## Consigne 1
D'après la page consacrée à Showgirls, quel budget les producteurs ont-ils accordé au film ?
## Consigne 2
Fournissez la suite de la page consacrée au film Showgirls, en reprenant après sa dernière phrase.

─── Page

Un film de Paul Verhoeven
Résumé
Sans famille, sans amis et sans argent, Nomi Malone débarque à Las Vegas pour réaliser son rêve : devenir danseuse. A peine arrivée, elle se fait voler sa valise par l’homme qui l’a prise en stop. Perdue dans la ville, Nomi doit son salut à Molly Abrams, costumière au «Cheetah», un cabaret réputé de la ville. Molly lui trouve un job de stripteaseuse dans une boîte où elle fait elle-même quelques extras. Cristal Connors, la vedette du «Cheetah», très attirée par Nomi, la fait engager dans son show où elle gravit rapidement les échelons. Dans les coulisses impitoyables de Vegas, Nomi devient très vite une rivale gênante.
L’envers du décor
D’une manière générale, les producteurs hollywoodiens sont assez frileux et ne financent que des films dont ils sont à peu près certains du succès commercial. Mais lorsqu’ils sont convaincus par un projet, ils sont capables de foncer aveuglément, au risque d’y laisser des plumes. Voilà ce qu’il s’est passé en 1995 avec Showgirls, réalisé par Paul Verhoeven.
A l’époque, ce dernier vient de cartonner au box-office avec deux films, Total recall et Basic instinct. Tout auréolé de succès, il décide de porter à l’écran un nouveau scénario de Joe Eszterhas, vaguement inspiré de All about Eve de Mankiewicz et dont l’action se déroule à Las Vegas. Les producteurs sont aux anges, persuadés de tenir là un grand film sur la réussite et le rêve américain. Ils lâchent alors un budget de 45 millions de dollars et donnent à Verhoeven une liberté totale pendant le tournage.

──────
─── Matériel fourni

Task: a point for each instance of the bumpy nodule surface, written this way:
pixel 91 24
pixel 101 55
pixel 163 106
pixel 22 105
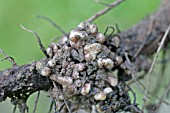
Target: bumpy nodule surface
pixel 82 67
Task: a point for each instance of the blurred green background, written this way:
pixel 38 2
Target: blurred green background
pixel 23 47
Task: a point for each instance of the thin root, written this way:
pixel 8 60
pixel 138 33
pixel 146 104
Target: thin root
pixel 38 39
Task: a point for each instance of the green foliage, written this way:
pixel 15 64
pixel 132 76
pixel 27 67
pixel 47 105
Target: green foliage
pixel 23 47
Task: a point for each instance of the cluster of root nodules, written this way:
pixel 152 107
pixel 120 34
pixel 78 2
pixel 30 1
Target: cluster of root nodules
pixel 82 69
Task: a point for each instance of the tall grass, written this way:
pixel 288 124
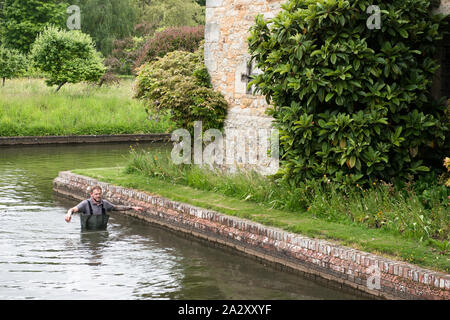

──────

## Réponse attendue 1
45 millions de dollars.

## Réponse attendue 2
Seulement voilà, si le réalisateur de Robocop a pour modèle les grandes comédies musicales des années 40/50, il n’est ni Cukor ni Minelli. Il se fout éperdument de l’élégance et du romantisme propres au genre, lui préférant le cynisme et l’arrivisme, dans un Las-Vegas capitale du sexe et de la débauche. Et il balance avec Showgirls une œuvre volontairement grotesque et outrancière, dont l’esthétique baigne constamment dans la démesure et le mauvais goût.
Sans surprise, le film sera un échec cuisant au box-office, avec seulement 20 millions de dollars de recettes en salles. Surtout, il sera lynché par la critique américaine (et française peu après), scandalisée par cette vulgarité assumée et qui n’a pas supporté qu’un immigré européen jette un tel pavé dans la mare. Showgirls dominera même les « Razzie awards », en remportant les prix de « pire film », « pire scénario » et « pire actrice » pour Elizabeth Berkley, comédienne quasi débutante dont la carrière ne s’en remettra pas.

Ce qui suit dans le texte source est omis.